### Exercise requirements
Print every record exactly, omitting all pictures.

### The data
◇ ◇ ◇
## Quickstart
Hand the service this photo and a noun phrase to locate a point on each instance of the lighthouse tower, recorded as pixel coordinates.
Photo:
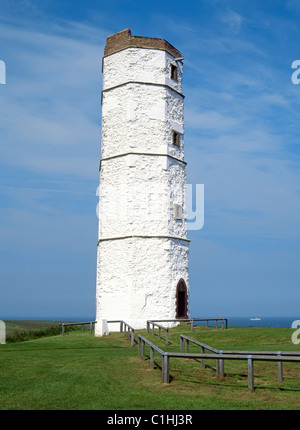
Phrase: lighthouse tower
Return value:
(142, 258)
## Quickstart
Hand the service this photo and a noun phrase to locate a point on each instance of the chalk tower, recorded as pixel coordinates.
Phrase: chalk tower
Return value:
(142, 257)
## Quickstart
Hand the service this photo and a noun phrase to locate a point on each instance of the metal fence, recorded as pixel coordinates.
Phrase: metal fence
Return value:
(192, 321)
(219, 356)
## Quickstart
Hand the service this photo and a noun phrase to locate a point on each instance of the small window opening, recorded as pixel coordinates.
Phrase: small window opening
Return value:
(174, 72)
(175, 138)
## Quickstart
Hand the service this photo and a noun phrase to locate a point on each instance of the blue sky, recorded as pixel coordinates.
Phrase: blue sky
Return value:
(241, 142)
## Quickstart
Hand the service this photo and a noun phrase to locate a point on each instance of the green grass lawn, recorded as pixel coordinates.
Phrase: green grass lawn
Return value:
(78, 371)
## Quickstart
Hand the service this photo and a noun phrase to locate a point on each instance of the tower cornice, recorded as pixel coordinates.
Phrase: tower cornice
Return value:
(124, 39)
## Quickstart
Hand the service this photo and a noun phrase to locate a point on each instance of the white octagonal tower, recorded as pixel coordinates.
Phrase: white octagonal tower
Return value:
(142, 259)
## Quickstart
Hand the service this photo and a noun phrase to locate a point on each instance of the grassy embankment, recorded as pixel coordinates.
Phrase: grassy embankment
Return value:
(79, 371)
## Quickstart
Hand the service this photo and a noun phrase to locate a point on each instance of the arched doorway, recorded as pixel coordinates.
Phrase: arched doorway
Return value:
(181, 300)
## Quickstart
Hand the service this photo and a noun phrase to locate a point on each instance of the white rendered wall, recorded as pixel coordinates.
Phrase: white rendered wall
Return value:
(142, 249)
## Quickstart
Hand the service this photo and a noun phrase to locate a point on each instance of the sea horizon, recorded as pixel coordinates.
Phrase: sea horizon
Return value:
(233, 321)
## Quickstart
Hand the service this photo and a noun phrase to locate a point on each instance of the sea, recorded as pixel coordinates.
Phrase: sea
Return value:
(243, 321)
(258, 321)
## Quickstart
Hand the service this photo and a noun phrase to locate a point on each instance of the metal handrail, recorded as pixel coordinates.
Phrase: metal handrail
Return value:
(221, 356)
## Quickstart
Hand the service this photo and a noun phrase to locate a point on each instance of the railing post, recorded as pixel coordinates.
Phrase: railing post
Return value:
(151, 357)
(165, 369)
(202, 359)
(221, 367)
(280, 369)
(250, 374)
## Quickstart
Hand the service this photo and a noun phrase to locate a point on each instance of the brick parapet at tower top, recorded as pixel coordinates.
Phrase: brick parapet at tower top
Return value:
(119, 41)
◇ ◇ ◇
### Exercise output
## Quickstart
Hand the service this photo and a noun phrase to locate a point on each instance of the lighthouse tower, recorded as pixel coordinates.
Photo:
Phrase: lighthouse tower
Return value:
(142, 258)
## Quickstart
Hand the service this photo and a noun phrase to locate a point on each instance of the chalk tower, recorded as pixel coordinates.
Phrase: chalk tower
Return value:
(142, 257)
## Quickstart
Hand the service this photo and a noun phrase to locate a point on each instance of the metal fence, recorded as pixel coordinates.
Phrase: metal fence
Return value:
(192, 321)
(219, 356)
## Quickstart
Hand the service this photo and a noun phrase to locate a point on each instance of the small window opening, recorded as pixel coordinates.
Phrase: small window opening
Return value:
(174, 72)
(175, 138)
## Quickstart
Hand the service this photo and a noun phrase to locate a point on each instance of the blue sky, recorded as pixel coordinates.
Phrase: blue sky
Return value:
(241, 142)
## Quickstart
Hand the service this photo and a noun phrase to locate a point on each instance of the green grass lawn, recorded as pixel coordinates.
Phrase: green grass lawn
Return value:
(78, 371)
## Quickstart
Hand the service this photo and a noun phrase to locate a point on each instance of the tower cornice, recorded as pixel coordinates.
Phrase: tower cornice
Return value:
(124, 39)
## Quickstart
Hand the service this photo and a noun phrase to locate a point on each instance of the white octagonal tower, recorded as pixel coordinates.
Phrase: white octagonal tower
Return value:
(142, 259)
## Quickstart
Hand the service this photo and a noun phrase to locate a point on each instance of the grassy embankment, recorded as pixel coordinates.
Phrase: grassy embankment
Return value:
(79, 371)
## Quickstart
Hand the service this photo and a noun phrase to locate a point on each instance of the arched doorway, recorded as pixel coordinates.
Phrase: arched doorway
Return value:
(181, 300)
## Quickstart
Hand the service this photo and a noun phrase to locate a point on each instance of the white rendered wall, recorded as pixel coordinates.
Phrase: white rendered wall
Return value:
(142, 249)
## Quickstart
Hand the service this photo and a noun phrase to locate a point on each instance of the sea horizon, recorded as pixel coordinates.
Phrase: sea horizon
Return value:
(233, 321)
## Quickstart
Hand the service this photo and a noun phrase to locate a point on each instance of the sea, recorded as pixel coordinates.
Phrase: sea
Return value:
(243, 321)
(258, 321)
## Quickstart
Hand the service this photo and a noun phrase to locate a point on each instance of the metal handrail, recorded as pixel coordinates.
Phrase: metal handrail
Return value:
(221, 356)
## Quickstart
Hand the service this photo and a noun phrase to locate a point on each instance of the railing post, recorded as pixel coordinates.
Phrase: railing post
Return value:
(151, 357)
(165, 369)
(202, 359)
(221, 367)
(280, 369)
(250, 374)
## Quickstart
Hand the service this photo and a noun phrase to locate a point on each instance of the brick parapet at tower top, recorded as pixel coordinates.
Phrase: brick parapet at tower top
Return value:
(119, 41)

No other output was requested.